[START OF Passage provided]
With almost 900,000 views, the 2:17 minute long trailer for Farmed and Dangerous is about a marketing firm protecting the image of a major farming corporation, Animoil. A farmer activist, Chris Randolph (played by John Sloan), reveals a video of cows exploding due to petroleum oil in the animal feed and tries to raise awareness about the industrial agriculture world. At the very end of the trailer “An Original Chipotle Series” with the Chipotle logo of a Chili is displayed over the series title, Farmed and Dangerous.

Within the first few seconds of the video, the ad carries ideologies in the four cases described in Goldman and Papson’s “Advertising in the Age of Accelerated Meaning.” First, the trailer constructs a negative representation of the industrial agriculture industry (95). Socially and culturally, the trailer exposes the chemicals and hormones used in the mass-produced and mass-consumed food. This is accomplished by using images of a dark and stormy Animoil factory as the signifier. The opening image signifies that the factory is evil. This is also communicated through the made up corporation name, Animoil, that is a combination of the words, animal and oil. The old men (played by Ray Wise and Eric Pierpoint) discuss the newest scientific experiment to put oil in livestock’s food, petro-pellets, which is the “biggest improvement in agriculture since synthetic growth hormones.” The connotative meaning of the older men in conversation signifies that they are corporate executives and are only interested in money. Throughout the two minutes, they make ignorant comments, threaten activists with guns and take photos in front of fake farms. This signifies that the corporations do not have our health or safety in their interest. Thus, Chipotle uses this trailer to attach negative notions about its competitors that include brands like Taco Bell or Wendy’s.

The second sense that the Farmed and Dangerous trailer carries Chipotle’s ideology about the agriculture industry is exemplified when the trailer disguises and suppresses inequalities and injustices (Goldman & Papson. 96). This is done by not specifying what fast food chains are associated with the industrial farm, Arminoil. It is important to note that the fast food chains these factory men are associated with could also refer to McDonalds, who is an investor in Chipotle. Additionally, the trailer hides the inequality regarding the fact that Chipotle’s food costs more than the food at fast food chains. Therefore, McDonalds could even endorse this trailer because the target audiences for each company are different.

The third case, discussed by Goldman and Papson, is when the ad is a discourse that promotes a normative vision of our world and relationships (96). By creating an ad that fits in the normal vision of TV entertainment, Chipotle incorporates its ideology into the popular culture of watching web-series; the ad is hidden beneath the normal activity of watching a TV trailer or series. The normative vision is achieved by structuring the Farmed and Dangerous trailer in the same way that is done by other popular TV trailers.  The dialogue jumps around to snippets of scenes and lines from the characters. The content of the dialogue is about exploding cows and protecting image of the large corporations. While the lines are from different episodes and characters, they communicate the message and plot of the web-series in two minutes in the same format as other TV series trailers. By rapidly changing the scenes to fast paced music, the trailer becomes more upbeat and comical. The cinematic structure could be compared to the structure of trailers for TV series such as HBO’s Suits (example below). The plot of the series is about an important issue, but it is lightened up by the romantic and comedic moods.
[END OF Passage provided]
[START OF Information supplied]
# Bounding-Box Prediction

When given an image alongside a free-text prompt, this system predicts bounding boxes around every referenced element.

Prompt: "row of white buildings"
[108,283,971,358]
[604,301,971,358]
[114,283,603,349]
[END OF Information supplied]
[START OF Information supplied]
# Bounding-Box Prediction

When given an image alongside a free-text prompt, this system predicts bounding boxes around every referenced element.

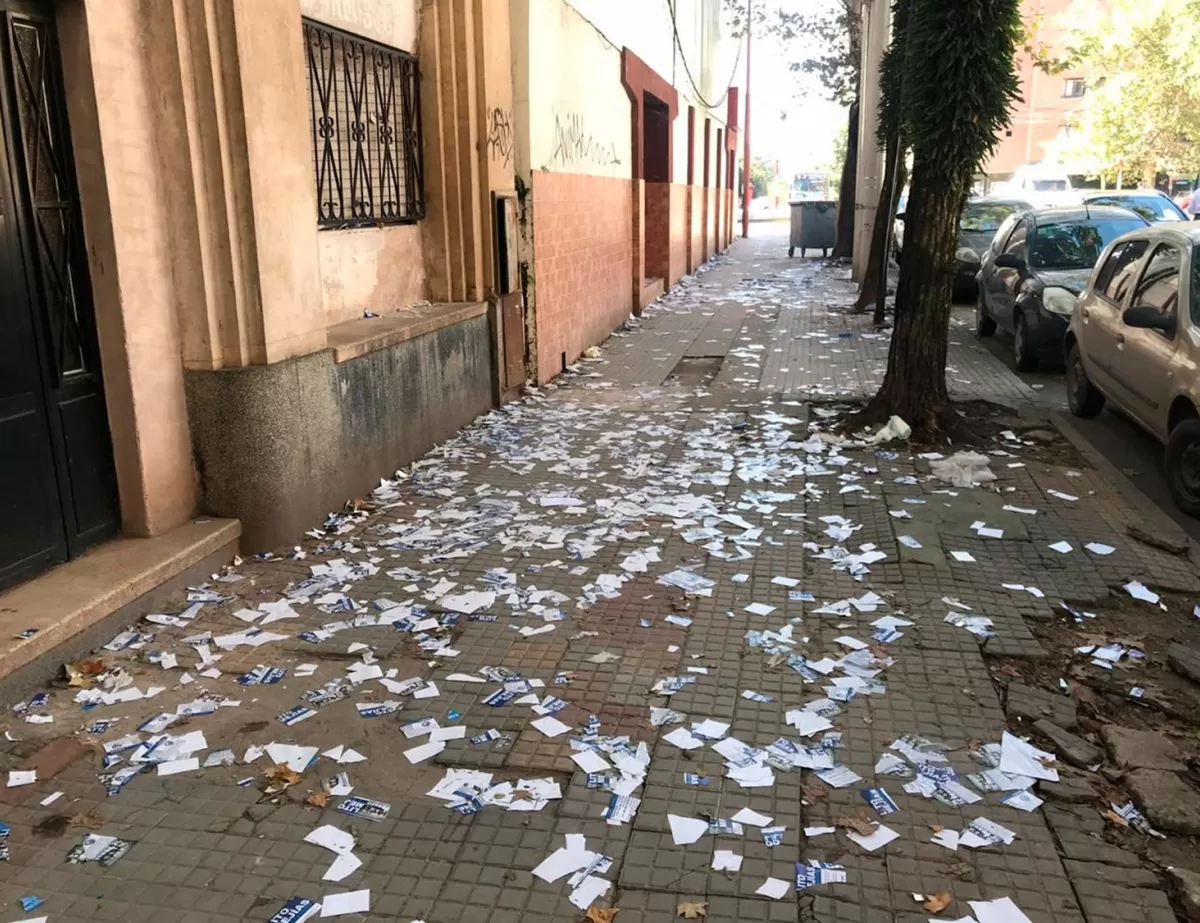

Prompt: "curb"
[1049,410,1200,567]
[END OF Information supplied]
- [Your objective]: Summarize the passage about the Farmed and Dangerous trailer in three sentences. The lines above are separate material and are unrelated to the passage about the Farmed and Dangerous trailer.

- [Written response]: The trailer for Farmed and Dangerous, an original Chipotle series, is about a marketing firm protecting the image of the farming corporation Animoil, while a farmer activist reveals a video of cows exploding from petroleum oil in their feed. Drawing on Goldman and Papson, the passage argues that the trailer builds a negative picture of industrial agriculture by showing executives interested only in money. It also argues that the trailer hides inequalities by not naming the fast food chains linked to the farm and by leaving out that Chipotle's food costs more, and that it copies the structure of popular TV trailers so the ad blends into the ordinary activity of watching a series.